Work to be completed: Give the data from its start through the line containing "pixel 194 217" once more, with "grassy slope" swapped for "hillside" and everything else left as it is.

• • • • • • •

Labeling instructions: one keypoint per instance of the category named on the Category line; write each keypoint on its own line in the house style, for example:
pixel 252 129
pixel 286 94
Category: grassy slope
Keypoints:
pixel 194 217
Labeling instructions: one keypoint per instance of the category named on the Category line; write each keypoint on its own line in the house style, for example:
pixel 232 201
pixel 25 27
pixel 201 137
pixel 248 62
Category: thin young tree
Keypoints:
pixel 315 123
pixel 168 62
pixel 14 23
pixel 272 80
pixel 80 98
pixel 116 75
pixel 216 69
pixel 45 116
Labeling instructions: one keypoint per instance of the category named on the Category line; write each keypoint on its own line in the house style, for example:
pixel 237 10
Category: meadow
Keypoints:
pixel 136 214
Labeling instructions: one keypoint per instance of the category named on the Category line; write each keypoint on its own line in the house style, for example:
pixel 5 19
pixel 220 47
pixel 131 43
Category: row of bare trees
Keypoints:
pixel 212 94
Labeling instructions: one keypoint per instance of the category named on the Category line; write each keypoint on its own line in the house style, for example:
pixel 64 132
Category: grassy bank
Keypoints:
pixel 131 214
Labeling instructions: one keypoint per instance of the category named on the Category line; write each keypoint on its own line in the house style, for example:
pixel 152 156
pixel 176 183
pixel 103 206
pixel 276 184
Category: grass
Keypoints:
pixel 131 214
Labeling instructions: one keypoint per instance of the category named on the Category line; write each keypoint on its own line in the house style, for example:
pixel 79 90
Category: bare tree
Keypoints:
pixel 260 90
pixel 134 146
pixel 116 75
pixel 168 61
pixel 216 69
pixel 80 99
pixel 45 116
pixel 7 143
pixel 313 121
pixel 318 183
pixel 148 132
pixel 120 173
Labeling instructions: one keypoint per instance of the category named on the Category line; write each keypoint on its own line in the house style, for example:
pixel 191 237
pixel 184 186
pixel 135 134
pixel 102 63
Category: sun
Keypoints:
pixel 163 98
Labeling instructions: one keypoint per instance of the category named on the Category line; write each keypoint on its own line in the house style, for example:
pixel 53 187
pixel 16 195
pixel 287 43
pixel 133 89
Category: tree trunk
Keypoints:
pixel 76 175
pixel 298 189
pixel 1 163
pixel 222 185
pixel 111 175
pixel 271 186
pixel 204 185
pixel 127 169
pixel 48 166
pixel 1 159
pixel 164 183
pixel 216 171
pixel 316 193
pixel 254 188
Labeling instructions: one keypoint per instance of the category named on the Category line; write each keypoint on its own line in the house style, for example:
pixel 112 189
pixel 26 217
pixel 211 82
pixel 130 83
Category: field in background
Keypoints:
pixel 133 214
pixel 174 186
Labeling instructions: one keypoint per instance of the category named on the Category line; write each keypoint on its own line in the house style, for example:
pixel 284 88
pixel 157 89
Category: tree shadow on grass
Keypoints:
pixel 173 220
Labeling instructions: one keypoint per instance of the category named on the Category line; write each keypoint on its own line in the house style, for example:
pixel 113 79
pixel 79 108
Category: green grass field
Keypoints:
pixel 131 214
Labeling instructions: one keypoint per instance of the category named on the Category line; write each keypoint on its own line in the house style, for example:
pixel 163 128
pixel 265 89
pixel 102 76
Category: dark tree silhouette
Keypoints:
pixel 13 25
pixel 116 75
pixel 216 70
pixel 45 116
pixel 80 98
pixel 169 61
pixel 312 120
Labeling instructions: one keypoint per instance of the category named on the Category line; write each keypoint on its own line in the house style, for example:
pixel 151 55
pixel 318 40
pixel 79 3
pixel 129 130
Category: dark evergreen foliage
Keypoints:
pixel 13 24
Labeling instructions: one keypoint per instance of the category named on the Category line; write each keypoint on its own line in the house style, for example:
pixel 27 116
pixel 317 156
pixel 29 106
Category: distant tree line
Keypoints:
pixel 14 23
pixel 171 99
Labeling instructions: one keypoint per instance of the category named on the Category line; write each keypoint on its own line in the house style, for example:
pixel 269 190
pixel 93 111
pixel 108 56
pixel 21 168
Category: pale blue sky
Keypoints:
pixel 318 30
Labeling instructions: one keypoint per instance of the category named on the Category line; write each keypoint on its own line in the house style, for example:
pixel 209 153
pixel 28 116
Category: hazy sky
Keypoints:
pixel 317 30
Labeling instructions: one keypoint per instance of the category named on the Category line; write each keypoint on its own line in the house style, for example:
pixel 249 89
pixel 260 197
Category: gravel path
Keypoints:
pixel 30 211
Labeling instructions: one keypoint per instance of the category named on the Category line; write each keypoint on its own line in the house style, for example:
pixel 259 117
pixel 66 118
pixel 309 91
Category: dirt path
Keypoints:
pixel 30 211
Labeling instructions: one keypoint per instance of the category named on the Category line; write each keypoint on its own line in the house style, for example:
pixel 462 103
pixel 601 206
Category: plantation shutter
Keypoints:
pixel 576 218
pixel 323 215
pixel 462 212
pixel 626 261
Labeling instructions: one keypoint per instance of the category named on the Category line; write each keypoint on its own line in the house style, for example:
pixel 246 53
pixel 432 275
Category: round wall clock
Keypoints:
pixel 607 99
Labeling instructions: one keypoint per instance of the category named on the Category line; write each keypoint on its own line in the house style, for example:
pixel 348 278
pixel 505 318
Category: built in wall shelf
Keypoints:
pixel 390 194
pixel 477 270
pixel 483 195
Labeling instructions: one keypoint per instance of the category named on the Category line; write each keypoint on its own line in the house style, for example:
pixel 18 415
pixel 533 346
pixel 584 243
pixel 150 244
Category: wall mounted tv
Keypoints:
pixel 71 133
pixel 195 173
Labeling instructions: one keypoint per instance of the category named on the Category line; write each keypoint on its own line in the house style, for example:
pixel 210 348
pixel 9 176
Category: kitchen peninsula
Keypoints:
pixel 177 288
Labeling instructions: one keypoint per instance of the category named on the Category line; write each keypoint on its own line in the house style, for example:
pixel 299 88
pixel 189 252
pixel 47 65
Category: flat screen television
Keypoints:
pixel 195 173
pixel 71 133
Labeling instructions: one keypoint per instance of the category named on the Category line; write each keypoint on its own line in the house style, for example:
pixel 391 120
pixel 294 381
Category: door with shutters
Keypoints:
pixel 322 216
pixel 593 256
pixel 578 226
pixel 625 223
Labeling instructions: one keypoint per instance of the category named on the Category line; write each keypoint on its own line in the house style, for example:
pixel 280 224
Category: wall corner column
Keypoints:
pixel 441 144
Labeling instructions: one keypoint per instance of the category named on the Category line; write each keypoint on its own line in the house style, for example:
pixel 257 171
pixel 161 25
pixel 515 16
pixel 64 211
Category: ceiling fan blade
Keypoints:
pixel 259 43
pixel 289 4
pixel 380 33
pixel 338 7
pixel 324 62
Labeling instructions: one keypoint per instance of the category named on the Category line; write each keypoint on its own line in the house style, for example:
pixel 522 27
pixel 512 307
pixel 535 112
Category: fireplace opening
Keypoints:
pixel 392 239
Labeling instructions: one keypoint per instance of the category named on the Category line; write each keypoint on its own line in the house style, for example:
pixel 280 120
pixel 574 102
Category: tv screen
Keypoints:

• • • • • • •

Exercise solution:
Labeling instructions: one keypoint per instance of the category named on the Category line; write each keypoint on its own line in the house style, for example:
pixel 252 129
pixel 286 94
Category: hillside
Keypoints:
pixel 194 217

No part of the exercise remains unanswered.